UT (Tax & Chancery) UT-2024-000088 - [2025] UKUT 00374 (TCC)
Upper Tribunal Tax and Chancery Chamber

UT (Tax & Chancery) UT-2024-000088 - [2025] UKUT 00374 (TCC)

Fecha: 15-Oct-2025

The Issues and the FTT’s findings

The Issues and the FTT’s findings

7.

There were two live issued before the FTT.

8.

The first issue was whether the Payment falls to be treated as income arising from Mr Saunders’ employment. Mr Firth KC, who represented Mr Saunders before the FTT as he did before us, argued that the reward he had received for employment was not the Payment, but the contingent rights conferred by the SAR Agreement on grant. He submitted that those rights were themselves capable of being “rendered to pecuniary account” or monetarised, and that on the basis of the House of Lords decision in Abbott v Philbin [1961] AC 352, that was the relevant taxable event, not the subsequent receipt of the Payment.

9.

The FTT rejected that submission, holding that Abbott did not mean that any deferred payment rights should be treated separately from the subsequent payment (Decision, [51]), and that it was necessary to focus on exactly what the employee had initially received. Having regard to the nature of the right granted here, they concluded that Mr Saunders’ receipt of the Payment arose from his employment relationship ([53]). The FTT also addressed the issue of whether, at the time of the grant, the rights afforded to Mr Saunders could be realised ([52]).

DATASET EXCERPTS =>
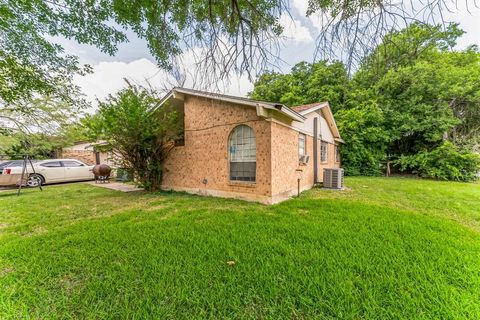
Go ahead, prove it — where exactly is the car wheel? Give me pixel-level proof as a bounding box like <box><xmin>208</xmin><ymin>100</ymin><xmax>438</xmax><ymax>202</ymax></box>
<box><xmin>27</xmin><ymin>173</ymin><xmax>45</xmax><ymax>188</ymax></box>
---
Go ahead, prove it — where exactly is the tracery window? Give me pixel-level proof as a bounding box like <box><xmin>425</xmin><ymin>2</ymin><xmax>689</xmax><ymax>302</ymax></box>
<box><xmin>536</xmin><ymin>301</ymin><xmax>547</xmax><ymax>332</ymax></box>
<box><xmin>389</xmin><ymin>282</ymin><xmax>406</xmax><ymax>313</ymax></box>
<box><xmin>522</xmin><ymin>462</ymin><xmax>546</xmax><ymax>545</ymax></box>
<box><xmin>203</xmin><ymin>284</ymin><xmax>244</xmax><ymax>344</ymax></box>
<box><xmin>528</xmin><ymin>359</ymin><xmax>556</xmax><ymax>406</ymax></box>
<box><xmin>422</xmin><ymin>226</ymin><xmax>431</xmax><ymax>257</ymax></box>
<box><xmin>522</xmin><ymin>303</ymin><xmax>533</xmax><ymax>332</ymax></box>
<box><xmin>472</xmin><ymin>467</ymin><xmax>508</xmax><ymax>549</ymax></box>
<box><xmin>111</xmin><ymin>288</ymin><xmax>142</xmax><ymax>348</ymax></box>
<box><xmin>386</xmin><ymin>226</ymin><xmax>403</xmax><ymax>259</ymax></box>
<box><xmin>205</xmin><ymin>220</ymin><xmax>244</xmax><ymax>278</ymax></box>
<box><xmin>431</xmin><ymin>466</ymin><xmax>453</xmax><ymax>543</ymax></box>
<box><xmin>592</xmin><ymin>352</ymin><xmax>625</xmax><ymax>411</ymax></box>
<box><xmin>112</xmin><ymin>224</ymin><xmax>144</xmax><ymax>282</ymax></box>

PARTS OF THE EXERCISE =>
(A) Copy the tribunal decision word for word from "The first issue" to "of the Payment.".
(B) Pick up the tax tribunal decision after its last sentence and continue writing it.

ANSWERS TO EACH TASK =>
(A)
The first issue was whether the Payment falls to be treated as income arising from Mr Saunders’ employment. Mr Firth KC, who represented Mr Saunders before the FTT as he did before us, argued that the reward he had received for employment was not the Payment, but the contingent rights conferred by the SAR Agreement on grant. He submitted that those rights were themselves capable of being “rendered to pecuniary account” or monetarised, and that on the basis of the House of Lords decision in Abbott v Philbin [1961] AC 352, that was the relevant taxable event, not the subsequent receipt of the Payment.

(B)
10.

The second issue was whether, even if the Payment did constitute earnings, it was “for” the non-resident part of the split year, and was not apportioned over earlier (UK resident) years.

11.

Mr Firth argued that the Payment was only earned at the time of the Sale, which was in the overseas part of a split year [61]. The FTT rejected that argument. Taking account of the “full picture”, they concluded that the Payment was earned by Mr Saunders for his services performed whilst he was resident in the UK in respect of duties performed there (Decision, [62]-[63]).

12.

Mr Saunders appeals both findings.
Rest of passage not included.